- **WORK REQUIRED**
Every record should be written out exactly, please.

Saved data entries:
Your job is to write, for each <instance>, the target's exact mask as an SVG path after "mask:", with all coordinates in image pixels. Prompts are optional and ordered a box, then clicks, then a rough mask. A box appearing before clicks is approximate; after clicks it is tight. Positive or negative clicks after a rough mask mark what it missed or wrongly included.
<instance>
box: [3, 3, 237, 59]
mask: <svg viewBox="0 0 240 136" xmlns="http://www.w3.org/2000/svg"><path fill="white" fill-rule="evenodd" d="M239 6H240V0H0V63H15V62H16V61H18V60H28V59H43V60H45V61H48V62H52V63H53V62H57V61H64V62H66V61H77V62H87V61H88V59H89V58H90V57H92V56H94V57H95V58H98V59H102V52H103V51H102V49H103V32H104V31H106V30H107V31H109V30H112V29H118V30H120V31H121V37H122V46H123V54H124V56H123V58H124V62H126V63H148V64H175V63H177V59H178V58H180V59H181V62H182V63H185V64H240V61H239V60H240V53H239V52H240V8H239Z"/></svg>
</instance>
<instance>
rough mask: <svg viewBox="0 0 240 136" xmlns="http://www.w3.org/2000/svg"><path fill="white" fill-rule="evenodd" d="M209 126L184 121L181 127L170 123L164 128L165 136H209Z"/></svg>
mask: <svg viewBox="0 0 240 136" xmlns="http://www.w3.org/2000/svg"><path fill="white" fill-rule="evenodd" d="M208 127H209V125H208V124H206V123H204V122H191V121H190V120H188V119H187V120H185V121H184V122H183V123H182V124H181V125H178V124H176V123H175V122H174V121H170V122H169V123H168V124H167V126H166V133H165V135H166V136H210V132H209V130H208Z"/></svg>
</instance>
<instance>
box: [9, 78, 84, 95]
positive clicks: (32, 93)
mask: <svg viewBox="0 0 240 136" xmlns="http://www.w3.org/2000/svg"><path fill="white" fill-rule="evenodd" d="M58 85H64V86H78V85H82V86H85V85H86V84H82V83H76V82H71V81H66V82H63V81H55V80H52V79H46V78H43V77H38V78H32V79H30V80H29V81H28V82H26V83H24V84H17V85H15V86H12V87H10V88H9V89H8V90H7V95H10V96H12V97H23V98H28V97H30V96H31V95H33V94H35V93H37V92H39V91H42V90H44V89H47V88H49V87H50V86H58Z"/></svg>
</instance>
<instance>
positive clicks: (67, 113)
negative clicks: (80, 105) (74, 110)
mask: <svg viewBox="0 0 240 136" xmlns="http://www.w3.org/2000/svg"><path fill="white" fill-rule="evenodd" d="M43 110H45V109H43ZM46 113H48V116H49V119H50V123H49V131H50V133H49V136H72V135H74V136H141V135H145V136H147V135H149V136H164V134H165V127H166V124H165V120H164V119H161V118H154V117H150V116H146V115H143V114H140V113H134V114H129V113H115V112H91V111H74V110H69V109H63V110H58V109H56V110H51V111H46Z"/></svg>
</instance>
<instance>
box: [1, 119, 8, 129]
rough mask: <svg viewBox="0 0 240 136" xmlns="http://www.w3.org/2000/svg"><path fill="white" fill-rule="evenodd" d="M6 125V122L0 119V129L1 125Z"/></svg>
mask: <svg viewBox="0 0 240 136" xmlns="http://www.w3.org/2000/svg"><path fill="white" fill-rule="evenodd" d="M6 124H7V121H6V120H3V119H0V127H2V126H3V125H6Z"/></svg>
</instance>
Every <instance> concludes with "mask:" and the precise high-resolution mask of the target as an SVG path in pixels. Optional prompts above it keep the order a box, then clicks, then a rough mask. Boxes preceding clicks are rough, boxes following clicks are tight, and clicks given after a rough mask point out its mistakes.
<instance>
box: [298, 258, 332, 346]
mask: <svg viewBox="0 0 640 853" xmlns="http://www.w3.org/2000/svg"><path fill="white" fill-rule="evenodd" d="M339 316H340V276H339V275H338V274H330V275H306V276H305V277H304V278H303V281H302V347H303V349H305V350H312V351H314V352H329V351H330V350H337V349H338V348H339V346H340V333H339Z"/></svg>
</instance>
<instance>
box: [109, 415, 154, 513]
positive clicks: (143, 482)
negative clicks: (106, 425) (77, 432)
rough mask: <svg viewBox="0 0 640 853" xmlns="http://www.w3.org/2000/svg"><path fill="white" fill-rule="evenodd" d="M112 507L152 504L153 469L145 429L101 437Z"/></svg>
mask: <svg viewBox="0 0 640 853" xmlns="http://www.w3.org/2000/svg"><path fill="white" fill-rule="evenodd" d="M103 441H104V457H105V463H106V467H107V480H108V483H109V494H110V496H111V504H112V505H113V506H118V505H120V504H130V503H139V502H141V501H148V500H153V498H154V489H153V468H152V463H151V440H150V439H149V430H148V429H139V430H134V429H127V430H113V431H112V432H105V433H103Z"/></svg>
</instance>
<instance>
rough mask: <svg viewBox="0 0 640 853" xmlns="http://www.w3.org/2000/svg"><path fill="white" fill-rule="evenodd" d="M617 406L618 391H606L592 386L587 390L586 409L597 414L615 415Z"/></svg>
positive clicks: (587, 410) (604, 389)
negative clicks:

- **RESPONSE**
Your job is to write, for each <instance>, the target's exact mask as an SVG path after "mask:", with all coordinates in image pixels. Prompts are optional and ordered a box, then clicks, then a rough mask. A box appearing before clicks is approximate; after clicks it is tight. Positive or negative clicks after a rough mask mark what it missed or wrongly included.
<instance>
box: [3, 3, 237, 59]
mask: <svg viewBox="0 0 240 136" xmlns="http://www.w3.org/2000/svg"><path fill="white" fill-rule="evenodd" d="M239 6H240V0H0V63H15V62H16V61H18V60H28V59H43V60H45V61H48V62H52V63H53V62H57V61H64V62H66V61H77V62H87V61H88V59H89V58H90V57H92V56H94V57H95V58H98V59H102V52H103V51H102V49H103V32H104V31H106V30H107V31H109V30H112V29H118V30H120V31H121V37H122V46H123V54H124V56H123V58H124V62H126V63H148V64H175V63H177V59H178V58H180V59H181V62H182V63H185V64H240V61H239V60H240V53H239V52H240V8H239Z"/></svg>
</instance>
<instance>
rough mask: <svg viewBox="0 0 240 136" xmlns="http://www.w3.org/2000/svg"><path fill="white" fill-rule="evenodd" d="M209 126L184 121L181 127L170 123L164 128L165 136H209Z"/></svg>
mask: <svg viewBox="0 0 240 136" xmlns="http://www.w3.org/2000/svg"><path fill="white" fill-rule="evenodd" d="M208 127H209V125H208V124H206V123H204V122H191V121H190V120H188V119H187V120H185V121H184V122H183V123H182V124H181V125H178V124H176V123H175V122H174V121H170V122H169V123H168V124H167V126H166V133H165V135H166V136H210V132H209V130H208Z"/></svg>
</instance>
<instance>
box: [9, 78, 84, 95]
positive clicks: (32, 93)
mask: <svg viewBox="0 0 240 136" xmlns="http://www.w3.org/2000/svg"><path fill="white" fill-rule="evenodd" d="M58 85H64V86H78V85H82V86H85V85H86V84H82V83H76V82H71V81H66V82H63V81H55V80H52V79H46V78H43V77H38V78H32V79H30V80H29V81H28V82H26V83H24V84H17V85H15V86H12V87H10V88H9V89H8V90H7V95H10V96H12V97H23V98H28V97H30V96H31V95H33V94H35V93H37V92H39V91H42V90H44V89H47V88H49V87H50V86H58Z"/></svg>
</instance>
<instance>
positive clicks: (67, 113)
negative clicks: (80, 105) (74, 110)
mask: <svg viewBox="0 0 240 136" xmlns="http://www.w3.org/2000/svg"><path fill="white" fill-rule="evenodd" d="M43 110H45V109H43ZM46 113H48V116H49V119H50V123H49V131H50V133H49V136H72V135H74V136H141V135H145V136H147V135H149V136H164V134H165V127H166V124H165V120H164V119H161V118H154V117H150V116H146V115H143V114H140V113H134V114H129V113H115V112H91V111H74V110H69V109H63V110H58V109H56V110H51V111H46Z"/></svg>
</instance>
<instance>
box: [1, 119, 8, 129]
rough mask: <svg viewBox="0 0 240 136" xmlns="http://www.w3.org/2000/svg"><path fill="white" fill-rule="evenodd" d="M6 125V122L0 119V129L1 125Z"/></svg>
mask: <svg viewBox="0 0 240 136" xmlns="http://www.w3.org/2000/svg"><path fill="white" fill-rule="evenodd" d="M6 124H7V121H6V120H3V119H0V127H2V126H3V125H6Z"/></svg>
</instance>
Every <instance> concludes with "mask:" and the precise high-resolution mask of the target as an SVG path in pixels. Optional prompts above it keep the order a box, then clicks, then a rough mask. Boxes preceding clicks are rough, boxes following clicks are tight, and clicks given after a rough mask point out its mistakes.
<instance>
box: [298, 258, 332, 346]
mask: <svg viewBox="0 0 640 853" xmlns="http://www.w3.org/2000/svg"><path fill="white" fill-rule="evenodd" d="M339 316H340V276H339V275H338V274H330V275H306V276H305V277H304V278H303V281H302V347H303V349H305V350H312V351H314V352H329V351H330V350H337V349H338V348H339V346H340V333H339Z"/></svg>
</instance>
<instance>
box: [109, 415, 154, 513]
positive clicks: (143, 482)
negative clicks: (106, 425) (77, 432)
rough mask: <svg viewBox="0 0 640 853" xmlns="http://www.w3.org/2000/svg"><path fill="white" fill-rule="evenodd" d="M112 507L152 504L153 469L145 429L101 437Z"/></svg>
mask: <svg viewBox="0 0 640 853" xmlns="http://www.w3.org/2000/svg"><path fill="white" fill-rule="evenodd" d="M103 441H104V457H105V463H106V467H107V480H108V483H109V494H110V496H111V504H112V505H113V506H118V505H120V504H130V503H139V502H141V501H148V500H153V498H154V489H153V468H152V463H151V440H150V439H149V430H148V429H139V430H134V429H127V430H113V431H112V432H105V433H103Z"/></svg>
</instance>
<instance>
rough mask: <svg viewBox="0 0 640 853" xmlns="http://www.w3.org/2000/svg"><path fill="white" fill-rule="evenodd" d="M617 406L618 391H606L592 386L587 390L586 409L597 414L615 415Z"/></svg>
positive clicks: (587, 410) (604, 389)
negative clicks:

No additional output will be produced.